▶ _Prompt_
Reproduce every item below verbatim, character for character, with no changes.

### Entries supplied ###

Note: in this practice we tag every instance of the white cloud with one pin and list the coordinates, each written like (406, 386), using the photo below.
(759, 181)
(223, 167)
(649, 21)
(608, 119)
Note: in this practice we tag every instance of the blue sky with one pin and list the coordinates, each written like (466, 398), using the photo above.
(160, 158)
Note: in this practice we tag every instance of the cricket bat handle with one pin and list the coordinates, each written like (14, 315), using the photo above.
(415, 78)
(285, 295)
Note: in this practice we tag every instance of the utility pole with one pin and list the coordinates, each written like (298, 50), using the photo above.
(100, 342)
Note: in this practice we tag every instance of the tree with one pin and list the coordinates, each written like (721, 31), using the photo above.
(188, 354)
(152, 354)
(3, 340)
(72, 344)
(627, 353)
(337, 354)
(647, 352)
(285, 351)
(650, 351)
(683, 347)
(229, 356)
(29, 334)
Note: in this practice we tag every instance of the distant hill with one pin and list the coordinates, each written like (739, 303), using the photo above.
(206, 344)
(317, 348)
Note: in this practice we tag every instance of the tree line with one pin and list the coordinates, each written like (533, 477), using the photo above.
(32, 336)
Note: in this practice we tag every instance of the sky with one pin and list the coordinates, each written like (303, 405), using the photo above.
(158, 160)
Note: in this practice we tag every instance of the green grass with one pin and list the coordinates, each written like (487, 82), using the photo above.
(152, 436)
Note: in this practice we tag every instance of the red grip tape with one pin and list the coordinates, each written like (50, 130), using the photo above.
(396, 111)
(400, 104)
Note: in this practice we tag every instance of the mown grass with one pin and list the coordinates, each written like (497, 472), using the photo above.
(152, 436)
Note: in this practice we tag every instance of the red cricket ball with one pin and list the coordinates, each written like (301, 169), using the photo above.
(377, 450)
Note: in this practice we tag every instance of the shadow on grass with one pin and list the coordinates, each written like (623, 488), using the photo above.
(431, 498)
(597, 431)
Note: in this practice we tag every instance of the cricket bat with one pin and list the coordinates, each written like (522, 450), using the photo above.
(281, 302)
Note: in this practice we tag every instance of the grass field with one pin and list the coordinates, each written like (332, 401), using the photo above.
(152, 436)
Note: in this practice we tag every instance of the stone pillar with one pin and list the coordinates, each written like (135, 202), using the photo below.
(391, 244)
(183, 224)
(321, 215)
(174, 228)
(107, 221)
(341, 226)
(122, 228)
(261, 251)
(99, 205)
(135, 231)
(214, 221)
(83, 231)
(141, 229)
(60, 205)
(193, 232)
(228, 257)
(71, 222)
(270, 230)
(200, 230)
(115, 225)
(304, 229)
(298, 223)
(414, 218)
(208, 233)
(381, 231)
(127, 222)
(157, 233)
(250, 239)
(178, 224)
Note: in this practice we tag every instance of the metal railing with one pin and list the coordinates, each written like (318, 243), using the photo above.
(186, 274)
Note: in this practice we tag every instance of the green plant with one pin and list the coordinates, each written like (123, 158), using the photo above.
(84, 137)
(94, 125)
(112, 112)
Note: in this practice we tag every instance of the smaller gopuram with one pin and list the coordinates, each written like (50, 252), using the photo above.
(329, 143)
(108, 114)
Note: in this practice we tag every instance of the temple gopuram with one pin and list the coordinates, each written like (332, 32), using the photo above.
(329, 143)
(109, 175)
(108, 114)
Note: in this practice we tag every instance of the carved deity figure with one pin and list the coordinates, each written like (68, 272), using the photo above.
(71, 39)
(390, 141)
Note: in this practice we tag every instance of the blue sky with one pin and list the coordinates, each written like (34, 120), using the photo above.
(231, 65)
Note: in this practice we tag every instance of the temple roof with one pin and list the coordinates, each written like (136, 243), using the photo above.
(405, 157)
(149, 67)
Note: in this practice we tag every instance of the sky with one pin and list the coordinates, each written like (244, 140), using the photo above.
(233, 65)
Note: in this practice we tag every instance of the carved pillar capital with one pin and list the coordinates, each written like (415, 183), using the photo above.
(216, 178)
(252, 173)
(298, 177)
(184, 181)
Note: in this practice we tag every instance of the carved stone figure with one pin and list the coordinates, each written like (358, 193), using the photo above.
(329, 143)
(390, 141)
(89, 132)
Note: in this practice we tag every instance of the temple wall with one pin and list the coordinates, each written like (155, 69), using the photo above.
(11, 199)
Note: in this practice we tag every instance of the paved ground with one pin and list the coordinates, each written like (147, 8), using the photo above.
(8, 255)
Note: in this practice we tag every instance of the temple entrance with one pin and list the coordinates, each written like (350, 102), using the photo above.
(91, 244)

###

▶ _Solution_
Note: in this practice we tag every instance of the white cloud with one pin and list the coordinates, each written like (406, 386), using the photo below.
(759, 181)
(223, 167)
(649, 21)
(608, 119)
Note: in this practice we tag every instance of the blue sky with one pin and list the coordinates, each written like (466, 398), using the photo above.
(160, 158)
Note: in this practice we tag every instance of the cricket bat handle with one pin and list the coordinates, each written like (14, 315), using the photo above.
(415, 78)
(285, 295)
Note: in this practice we tag every instance of the utility pole with one pin and list the coordinates, each written like (298, 50), using the photo above.
(100, 342)
Note: in this practice we tag every instance of the tree with one pin and list the coordinates, each written like (721, 31), using the photo above.
(188, 354)
(152, 354)
(3, 340)
(72, 344)
(627, 353)
(337, 354)
(647, 352)
(285, 351)
(650, 351)
(683, 347)
(229, 356)
(29, 334)
Note: in this practice we tag every instance of the distant hill with one pin and list the coordinates, each written like (739, 303), using the photo above.
(206, 344)
(317, 348)
Note: in this practice we tag every instance of the tree line with one pin and list the coordinates, each written like (533, 477), using the photo above.
(32, 336)
Note: in this practice we tag every instance of the sky with one pin and list the coordinates, each written like (303, 405), using the photo above.
(158, 160)
Note: in this practice we tag every instance of the green grass with one pin and list the coordinates, each written like (487, 82), using the photo above.
(152, 436)
Note: in this practice we tag every instance of the red grip tape with one pin and list the coordinates, each written like (50, 130), using the photo above.
(396, 111)
(400, 104)
Note: in this practice we tag every instance of the mown grass with one pin and list the coordinates, each written like (497, 472), using the photo above.
(152, 436)
Note: in this practice we tag every instance of the red cricket ball with one pin and list the coordinates, each written like (301, 169), using the photo above.
(377, 450)
Note: in this practice we tag every instance of the shadow on grass with one pin and list the coordinates, each written like (623, 488), using the photo above.
(431, 498)
(597, 431)
Note: in this practice we tag every instance of the cricket bat with one pin and list the coordinates, each written like (522, 450), using the photo above.
(281, 302)
Note: in this practice we tag every instance of the grass field with one pin and list the coordinates, each written like (332, 401), using the photo above.
(152, 436)
Note: in this practice we tag every instance of the stone pillar with one pin and list the coordinates, each written like (135, 202), using the photo below.
(391, 244)
(183, 224)
(321, 215)
(174, 228)
(107, 221)
(341, 226)
(122, 228)
(261, 251)
(99, 205)
(135, 231)
(214, 221)
(83, 231)
(141, 229)
(60, 205)
(193, 232)
(228, 257)
(71, 222)
(270, 230)
(200, 230)
(115, 225)
(304, 229)
(298, 223)
(414, 218)
(208, 233)
(381, 231)
(127, 222)
(157, 233)
(250, 239)
(178, 224)
Note: in this practice we tag every instance of the metal railing with one pin and list the coordinates, each written like (318, 243), using the photo above.
(186, 274)
Note: in this practice we tag every instance of the green plant with one pin and list the coordinates, each written like (123, 158), using the photo above.
(84, 137)
(94, 125)
(112, 112)
Note: in this practice we tag every instance of the smaller gopuram with one pin and list the coordinates, each written like (50, 252), using the photo above.
(329, 143)
(108, 114)
Note: in this practice we tag every instance of the temple gopuram with one pin and list the coordinates, each written like (332, 32), using the photo above.
(329, 143)
(109, 175)
(108, 114)
Note: in this practice we tag every instance of the carved deity figure with one pin and list the coordinates, each written like (68, 272), using the photo above.
(71, 39)
(390, 141)
Note: in this practice we tag every instance of the blue sky with one pin and list the coordinates, each written like (34, 120), using the photo above.
(231, 65)
Note: in this practice we tag every instance of the temple roof with one pin and list the coordinates, each written like (136, 243), using the photo above.
(405, 157)
(149, 67)
Note: in this practice we tag every instance of the sky with one pin and list the coordinates, each written like (244, 140), using the photo above.
(233, 65)
Note: in this practice we tag every instance of the carved pillar capital with one pin and list the coordinates, each written like (415, 183), using the photo above.
(216, 178)
(252, 173)
(298, 177)
(184, 181)
Note: in this practice we tag every instance of the carved stone figure with one pin and list the coordinates, each written like (358, 193), using the photo above.
(329, 143)
(390, 141)
(89, 132)
Note: in this practice we tag every instance of the temple wall with one pin and list the coordinates, each written like (155, 69), using the photo above.
(11, 199)
Note: in this practice we tag every instance of the paved ground with one pin and list the coordinates, each written like (147, 8), using the photo above.
(8, 255)
Note: in this practice we tag every instance of the temple entrance with one pin and list the coordinates, each written like (350, 102), using the photo above.
(91, 244)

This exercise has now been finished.